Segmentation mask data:
::::::::
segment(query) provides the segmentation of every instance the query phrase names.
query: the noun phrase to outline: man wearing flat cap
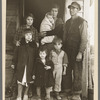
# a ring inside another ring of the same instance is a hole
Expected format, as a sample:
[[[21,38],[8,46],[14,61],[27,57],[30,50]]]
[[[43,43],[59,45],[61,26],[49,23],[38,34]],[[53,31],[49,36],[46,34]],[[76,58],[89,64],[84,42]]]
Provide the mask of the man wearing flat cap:
[[[80,4],[72,2],[68,6],[71,18],[64,25],[64,50],[68,55],[66,89],[73,92],[72,100],[81,100],[82,92],[82,60],[87,44],[87,21],[79,17]],[[73,83],[72,83],[73,71]]]
[[[46,35],[57,35],[63,39],[63,49],[67,53],[69,60],[63,87],[66,92],[73,93],[72,100],[81,100],[82,61],[87,45],[87,21],[77,15],[81,10],[80,4],[72,2],[68,8],[71,18],[65,24],[47,32]]]

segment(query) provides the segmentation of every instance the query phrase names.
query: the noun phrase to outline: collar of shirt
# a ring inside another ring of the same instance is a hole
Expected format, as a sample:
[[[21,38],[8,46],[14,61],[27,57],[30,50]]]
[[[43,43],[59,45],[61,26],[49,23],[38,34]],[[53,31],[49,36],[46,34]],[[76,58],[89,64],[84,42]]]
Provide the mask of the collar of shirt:
[[[59,55],[62,50],[59,51],[57,49],[54,49],[54,51]]]
[[[29,43],[29,42],[32,42],[32,40],[30,40],[30,41],[26,40],[26,43]]]

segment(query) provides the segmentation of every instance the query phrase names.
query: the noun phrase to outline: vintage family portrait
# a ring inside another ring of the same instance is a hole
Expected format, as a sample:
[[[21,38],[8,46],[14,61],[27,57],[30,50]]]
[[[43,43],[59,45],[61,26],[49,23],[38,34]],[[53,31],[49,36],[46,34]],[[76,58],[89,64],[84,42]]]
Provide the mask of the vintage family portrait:
[[[3,100],[97,100],[97,0],[4,1]]]

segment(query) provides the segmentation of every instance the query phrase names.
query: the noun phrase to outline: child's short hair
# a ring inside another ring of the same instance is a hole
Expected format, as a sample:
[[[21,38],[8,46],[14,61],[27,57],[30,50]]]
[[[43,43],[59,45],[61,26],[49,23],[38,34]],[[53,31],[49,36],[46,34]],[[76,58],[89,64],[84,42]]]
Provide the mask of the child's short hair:
[[[51,12],[47,12],[47,13],[46,13],[46,16],[48,16],[48,15],[49,15],[49,16],[52,16],[52,15],[51,15]]]
[[[62,40],[61,40],[61,38],[55,37],[54,40],[53,40],[53,43],[54,44],[56,44],[56,43],[61,43],[62,44]]]
[[[45,45],[44,45],[44,46],[41,46],[41,47],[39,48],[39,53],[40,53],[40,51],[41,51],[41,52],[45,51],[46,54],[48,54],[48,50],[47,50],[47,47],[46,47]]]
[[[32,17],[33,20],[35,19],[34,15],[33,15],[32,13],[28,13],[28,14],[26,14],[26,15],[24,16],[23,24],[26,24],[26,19],[27,19],[28,17]]]
[[[27,33],[33,34],[33,31],[32,31],[30,28],[25,29],[25,30],[24,30],[24,34],[27,34]]]

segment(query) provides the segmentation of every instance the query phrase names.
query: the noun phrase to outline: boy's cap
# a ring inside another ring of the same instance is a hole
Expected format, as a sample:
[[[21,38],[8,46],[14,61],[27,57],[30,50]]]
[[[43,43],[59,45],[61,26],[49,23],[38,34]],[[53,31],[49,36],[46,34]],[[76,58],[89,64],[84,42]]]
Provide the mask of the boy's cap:
[[[77,2],[72,2],[71,5],[68,6],[68,8],[70,9],[70,7],[77,8],[79,11],[81,10],[81,6]]]

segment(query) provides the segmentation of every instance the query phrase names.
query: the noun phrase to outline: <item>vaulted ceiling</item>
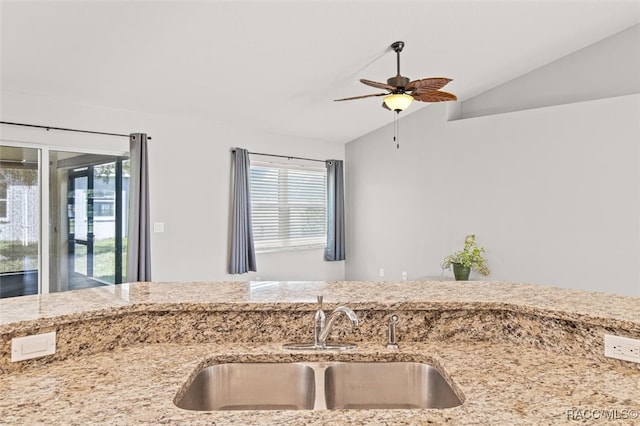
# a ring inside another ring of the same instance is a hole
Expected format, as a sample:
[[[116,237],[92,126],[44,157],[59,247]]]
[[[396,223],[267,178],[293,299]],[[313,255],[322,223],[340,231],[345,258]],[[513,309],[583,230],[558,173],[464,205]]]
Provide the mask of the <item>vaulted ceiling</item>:
[[[389,123],[359,78],[468,99],[640,21],[633,1],[2,1],[2,89],[346,143]],[[403,114],[428,107],[414,103]]]

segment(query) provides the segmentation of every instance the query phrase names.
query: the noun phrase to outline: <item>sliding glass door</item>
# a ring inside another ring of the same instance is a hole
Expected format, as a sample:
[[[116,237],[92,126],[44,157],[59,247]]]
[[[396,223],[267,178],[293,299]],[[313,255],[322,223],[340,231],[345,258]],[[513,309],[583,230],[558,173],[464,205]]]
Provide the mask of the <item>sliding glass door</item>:
[[[0,297],[121,283],[128,191],[125,156],[0,144]]]

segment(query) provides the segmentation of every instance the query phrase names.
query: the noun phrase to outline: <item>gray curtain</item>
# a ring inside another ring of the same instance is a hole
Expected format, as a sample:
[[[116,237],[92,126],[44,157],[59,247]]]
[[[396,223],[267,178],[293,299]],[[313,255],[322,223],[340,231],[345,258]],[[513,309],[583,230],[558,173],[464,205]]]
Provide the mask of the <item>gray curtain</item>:
[[[129,172],[127,281],[151,281],[147,135],[132,133],[129,138],[129,147],[131,170]]]
[[[328,160],[327,166],[327,247],[325,260],[345,259],[344,172],[342,160]]]
[[[251,228],[251,192],[249,187],[249,152],[236,148],[233,156],[231,188],[231,241],[229,273],[244,274],[256,270],[256,251]]]

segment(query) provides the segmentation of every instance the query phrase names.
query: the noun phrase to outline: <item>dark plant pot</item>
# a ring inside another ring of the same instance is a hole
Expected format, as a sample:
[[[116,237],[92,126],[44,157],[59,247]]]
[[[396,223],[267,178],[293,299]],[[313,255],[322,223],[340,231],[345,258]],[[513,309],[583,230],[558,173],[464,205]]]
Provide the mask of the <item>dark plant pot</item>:
[[[461,263],[453,264],[453,276],[456,277],[456,281],[466,281],[469,279],[469,273],[471,268],[464,266]]]

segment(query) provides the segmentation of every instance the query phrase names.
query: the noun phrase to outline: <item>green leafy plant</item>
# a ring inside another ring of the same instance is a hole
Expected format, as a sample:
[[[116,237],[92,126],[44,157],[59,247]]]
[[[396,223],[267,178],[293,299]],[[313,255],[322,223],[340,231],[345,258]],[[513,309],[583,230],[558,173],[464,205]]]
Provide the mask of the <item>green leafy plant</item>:
[[[464,239],[464,248],[444,258],[442,269],[451,269],[451,265],[459,263],[462,266],[471,268],[480,275],[489,275],[489,268],[486,260],[482,257],[484,248],[476,245],[475,234],[469,234]]]

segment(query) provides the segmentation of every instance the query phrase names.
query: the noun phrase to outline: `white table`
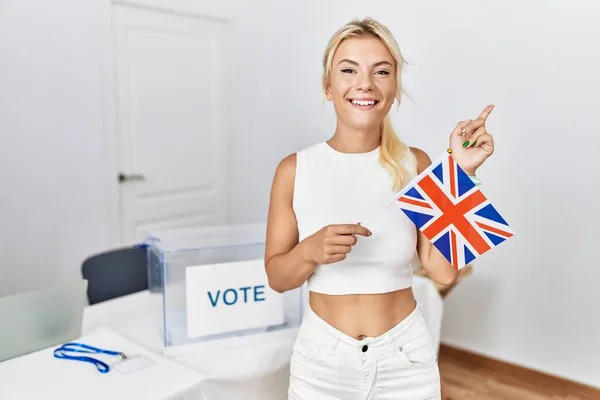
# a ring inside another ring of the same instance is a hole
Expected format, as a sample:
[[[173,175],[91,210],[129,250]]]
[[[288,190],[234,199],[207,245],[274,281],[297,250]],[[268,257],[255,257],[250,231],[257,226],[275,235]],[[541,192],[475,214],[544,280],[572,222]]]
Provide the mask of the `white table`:
[[[199,372],[149,351],[110,328],[98,327],[77,341],[121,351],[130,358],[91,355],[111,366],[106,374],[91,363],[55,358],[54,349],[59,346],[9,359],[0,363],[0,399],[193,400],[203,396],[203,376]]]
[[[162,353],[162,341],[149,309],[148,292],[98,303],[85,310],[83,333],[98,326]],[[204,351],[172,359],[204,376],[202,400],[285,399],[293,339]]]
[[[414,277],[413,291],[438,348],[442,299],[432,282],[423,277]],[[162,353],[162,342],[148,300],[149,293],[140,292],[88,307],[84,314],[84,334],[104,325]],[[293,339],[285,339],[173,358],[205,377],[203,399],[281,400],[287,398],[292,346]]]

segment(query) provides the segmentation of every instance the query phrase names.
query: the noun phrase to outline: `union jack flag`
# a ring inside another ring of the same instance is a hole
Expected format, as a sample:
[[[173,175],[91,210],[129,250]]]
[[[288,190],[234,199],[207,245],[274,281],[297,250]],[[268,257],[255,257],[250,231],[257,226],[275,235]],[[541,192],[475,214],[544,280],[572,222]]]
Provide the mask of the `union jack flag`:
[[[456,270],[514,235],[450,154],[399,192],[395,203]]]

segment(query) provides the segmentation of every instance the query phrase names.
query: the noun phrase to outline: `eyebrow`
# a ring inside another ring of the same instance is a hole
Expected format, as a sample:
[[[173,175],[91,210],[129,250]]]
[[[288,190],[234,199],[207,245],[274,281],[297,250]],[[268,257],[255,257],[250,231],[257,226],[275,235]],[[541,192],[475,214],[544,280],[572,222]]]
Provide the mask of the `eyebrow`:
[[[349,63],[349,64],[352,64],[352,65],[356,65],[357,67],[358,67],[358,65],[359,65],[359,64],[358,64],[356,61],[352,61],[352,60],[349,60],[349,59],[347,59],[347,58],[344,58],[343,60],[341,60],[341,61],[338,63],[338,65],[339,65],[339,64],[341,64],[341,63],[343,63],[343,62],[347,62],[347,63]],[[392,65],[392,63],[391,63],[391,62],[389,62],[389,61],[378,61],[378,62],[376,62],[375,64],[373,64],[373,67],[378,67],[378,66],[380,66],[380,65],[383,65],[383,64],[388,64],[390,67],[392,67],[392,66],[393,66],[393,65]]]

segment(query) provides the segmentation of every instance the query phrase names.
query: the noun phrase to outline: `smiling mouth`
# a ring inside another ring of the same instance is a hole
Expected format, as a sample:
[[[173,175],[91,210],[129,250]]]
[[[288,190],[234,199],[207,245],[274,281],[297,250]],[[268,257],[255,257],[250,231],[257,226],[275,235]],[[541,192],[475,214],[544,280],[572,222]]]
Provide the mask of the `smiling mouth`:
[[[370,110],[374,108],[379,100],[356,100],[356,99],[348,99],[348,102],[352,104],[354,108],[359,110]]]

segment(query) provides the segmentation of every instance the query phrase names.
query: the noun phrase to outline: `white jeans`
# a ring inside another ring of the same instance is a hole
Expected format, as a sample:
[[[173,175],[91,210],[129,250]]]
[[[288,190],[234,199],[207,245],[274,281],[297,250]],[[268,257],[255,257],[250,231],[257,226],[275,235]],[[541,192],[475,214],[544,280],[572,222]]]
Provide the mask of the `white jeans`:
[[[288,400],[438,400],[437,352],[421,307],[378,337],[356,340],[306,308]]]

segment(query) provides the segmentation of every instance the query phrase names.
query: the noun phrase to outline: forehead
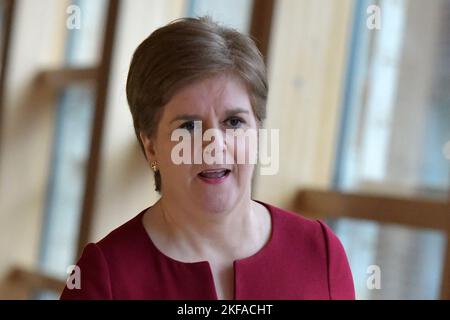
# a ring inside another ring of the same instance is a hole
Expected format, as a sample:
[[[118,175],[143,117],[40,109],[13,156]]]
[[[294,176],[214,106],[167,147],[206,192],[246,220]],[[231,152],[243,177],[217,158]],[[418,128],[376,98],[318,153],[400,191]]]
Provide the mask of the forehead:
[[[245,84],[236,76],[219,75],[196,81],[178,90],[164,107],[164,113],[170,117],[189,111],[201,114],[236,107],[251,110]]]

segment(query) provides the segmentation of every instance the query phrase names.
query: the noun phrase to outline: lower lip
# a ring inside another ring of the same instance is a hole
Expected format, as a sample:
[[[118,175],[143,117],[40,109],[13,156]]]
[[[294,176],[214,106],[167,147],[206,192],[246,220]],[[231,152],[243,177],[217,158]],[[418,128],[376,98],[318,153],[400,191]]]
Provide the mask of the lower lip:
[[[201,175],[197,175],[197,176],[199,177],[200,180],[202,180],[205,183],[219,184],[219,183],[224,182],[228,178],[230,173],[231,173],[231,171],[227,171],[227,173],[223,177],[220,177],[220,178],[205,178],[205,177],[202,177]]]

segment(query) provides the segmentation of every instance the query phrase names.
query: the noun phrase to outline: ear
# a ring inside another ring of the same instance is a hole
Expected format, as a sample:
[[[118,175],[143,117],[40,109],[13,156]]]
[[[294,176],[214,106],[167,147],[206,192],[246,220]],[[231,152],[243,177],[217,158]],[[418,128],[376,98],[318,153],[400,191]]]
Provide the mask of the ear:
[[[156,160],[155,144],[153,139],[142,131],[139,133],[139,137],[144,145],[145,157],[148,161]]]

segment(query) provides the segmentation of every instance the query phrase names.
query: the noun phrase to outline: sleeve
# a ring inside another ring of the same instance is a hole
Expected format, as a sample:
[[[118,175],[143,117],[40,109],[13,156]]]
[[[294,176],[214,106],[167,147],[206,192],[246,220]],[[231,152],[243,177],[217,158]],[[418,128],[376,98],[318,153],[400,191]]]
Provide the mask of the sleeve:
[[[61,300],[112,299],[108,264],[96,244],[90,243],[84,248],[76,267],[67,280]]]
[[[355,300],[352,272],[344,247],[331,229],[319,220],[327,250],[328,286],[331,300]]]

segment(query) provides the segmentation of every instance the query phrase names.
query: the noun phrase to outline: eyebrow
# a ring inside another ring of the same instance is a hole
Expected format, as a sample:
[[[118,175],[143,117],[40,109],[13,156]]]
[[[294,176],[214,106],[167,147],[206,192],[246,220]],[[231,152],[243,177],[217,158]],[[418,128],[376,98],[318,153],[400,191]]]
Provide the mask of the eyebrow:
[[[248,110],[246,110],[246,109],[233,108],[233,109],[226,110],[225,111],[225,116],[226,117],[230,117],[230,116],[234,116],[234,115],[239,114],[239,113],[249,114]],[[181,115],[178,115],[175,118],[173,118],[170,121],[170,123],[173,123],[175,121],[180,121],[180,120],[195,121],[195,120],[201,120],[201,117],[199,115],[196,115],[196,114],[181,114]]]

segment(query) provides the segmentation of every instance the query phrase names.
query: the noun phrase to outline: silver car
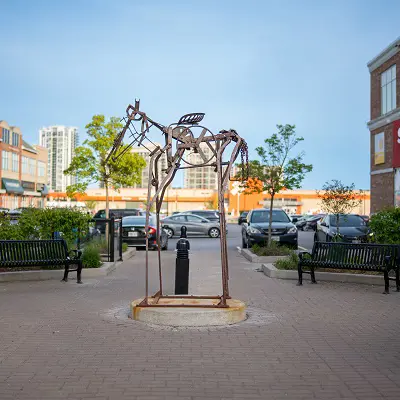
::::::::
Stop after the line containing "query: the noun phrase to outline: child's": copy the records exactly from the first line up to there, leaving pictures out.

segment(query) provides the segmentation of every instance the query phrase names.
query: the noun phrase to outline: man wearing flat cap
# a ring inside another ring of the same instance is a hole
Expected format, as a sample:
[[[21,38],[8,46],[14,61],[27,57],[30,50]]]
[[[43,43],[59,45],[61,26],[49,23],[38,34]],[[53,31],[49,36],[46,34]],[[76,58],[89,64],[84,42]]]
Provide the mask of the man wearing flat cap:
[[[80,4],[72,2],[68,6],[71,18],[64,25],[64,50],[68,55],[66,89],[73,92],[72,100],[81,100],[82,92],[82,60],[87,44],[87,21],[79,17]],[[73,83],[72,83],[73,71]]]
[[[46,35],[57,35],[63,39],[63,49],[67,53],[69,60],[63,87],[66,92],[73,93],[72,100],[81,100],[82,61],[87,45],[87,21],[77,15],[81,10],[80,4],[72,2],[68,8],[71,18],[65,24],[47,32]]]

segment(query) provides the segmentation of every instance the query phrase names.
query: the noun phrase to outline: collar of shirt
# a ring inside another ring of the same instance is a hole
Expected format, as a sample:
[[[21,38],[8,46],[14,61],[27,57],[30,50]]]
[[[43,43],[59,45],[61,26],[49,23],[38,34]],[[53,31],[49,36],[46,34]],[[76,58],[89,64],[84,42]]]
Provide the mask of the collar of shirt:
[[[59,55],[62,50],[59,51],[57,49],[54,49],[54,51]]]
[[[29,43],[29,42],[32,42],[32,40],[30,40],[30,41],[26,40],[26,43]]]

segment(query) provides the segmentation of every instance the query phrase names.
query: the noun phrase to outline: vintage family portrait
# a ring inside another ring of the same instance is a hole
Expected format, as a sample:
[[[21,38],[8,46],[14,61],[27,57],[30,50]]]
[[[43,43],[59,45],[61,26],[49,23],[38,34]],[[53,31],[49,36],[46,34]],[[76,58],[89,64],[84,42]]]
Provide the mask of the vintage family portrait:
[[[3,100],[97,100],[97,0],[4,1]]]

segment(query) provides the segmentation of every instance the query phrase names.
query: the noun phrase to outline: child's short hair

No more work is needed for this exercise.